_Selection_
Re: Choosing and managing customer-facing terminology

Subject: Re: Choosing and managing customer-facing terminology
From: "MARK bAKER" <mbaker -at- analecta -dot- com>
To: <techwr-l -at- lists -dot- techwr-l -dot- com>
Date: Wed, 21 Sep 2011 15:06:37 -0400

I'm curious about how writers choose terminology that will be exposed to
customers. In particular, I'm thinking about text that is highly visible
and informs the users' view of the product, like embedded assistance in
software documentation.

A few thoughts:

1. Use the terminology of the user community. Plain old English is the right choice if your audience are plain old folk. If your audience are specialists, they will have a specialist vocabulary, which you should use. (Resist the temptation to believe that specialist will understand plain old English just fine. Specialized vocabularies don't exist to confuse outsiders, but to enable more precise communication among insiders. Plain old English does not express distinctions that are important to specialist in their specialty. To translate the message to plain old English will be to obscure those distinctions, and that will usually lead to something getting broken or someone getting hurt.)

_Exercise tasks_
A. For each statement below, say whether it agrees with the post on customer-facing terminology, answering yes or no and quoting the words of the post that decide it. (i) Specialized vocabularies exist mainly to keep outsiders from understanding. (ii) Plain English suits an audience of ordinary people. (iii) Rewording a specialist message in plain English hides distinctions that matter.
B. Resume the post on customer-facing terminology after its final sentence, adding the next numbered points in the same voice.

_Raw records_
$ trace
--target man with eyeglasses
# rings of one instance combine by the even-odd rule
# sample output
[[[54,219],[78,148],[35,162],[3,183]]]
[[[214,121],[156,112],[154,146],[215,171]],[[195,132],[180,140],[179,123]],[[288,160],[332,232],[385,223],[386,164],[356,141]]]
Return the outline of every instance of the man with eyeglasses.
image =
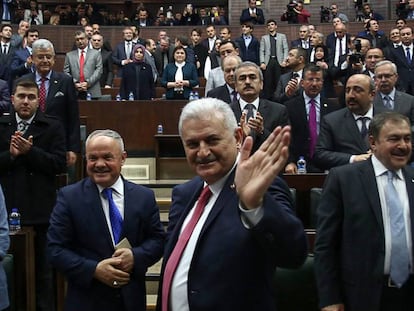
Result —
[[[397,66],[384,60],[375,66],[375,85],[377,94],[374,97],[374,106],[385,107],[399,112],[410,119],[414,124],[414,96],[400,92],[395,88],[398,82]]]
[[[339,19],[341,19],[341,21],[343,23],[348,23],[349,22],[348,16],[346,16],[346,14],[344,14],[344,13],[339,12],[338,5],[336,3],[331,4],[331,14],[332,14],[332,20],[335,17],[338,17]]]
[[[320,123],[324,115],[341,108],[337,99],[323,96],[323,83],[323,69],[314,64],[306,65],[300,82],[303,92],[285,103],[292,126],[285,173],[297,174],[296,162],[300,156],[306,160],[308,173],[323,172],[312,162]]]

_Answers to each task_
A.
(i) No: "Specialized vocabularies don't exist to confuse outsiders, but to enable more precise communication among insiders."
(ii) Yes: "Plain old English is the right choice if your audience are plain old folk."
(iii) Yes: "To translate the message to plain old English will be to obscure those distinctions, and that will usually lead to something getting broken or someone getting hurt."

B.
2. Use the same terminology as the product interface. You may have a much better name for the blue button than the one actually printed on it, but you will only confuse if you write "Start" and the button is labelled "Execute". By all means work with development before the release to improve the works that appear in the interface, but if you can't beat them, join them.

3. If you want to work for consistent and appropriate terminology, you can't just work with development. Effective terminology control has to come from product management and has to involve your marketing, sales, and field organizations (the people who actually talk to your customers every day). The place to start any initiative is with the product manager for your product.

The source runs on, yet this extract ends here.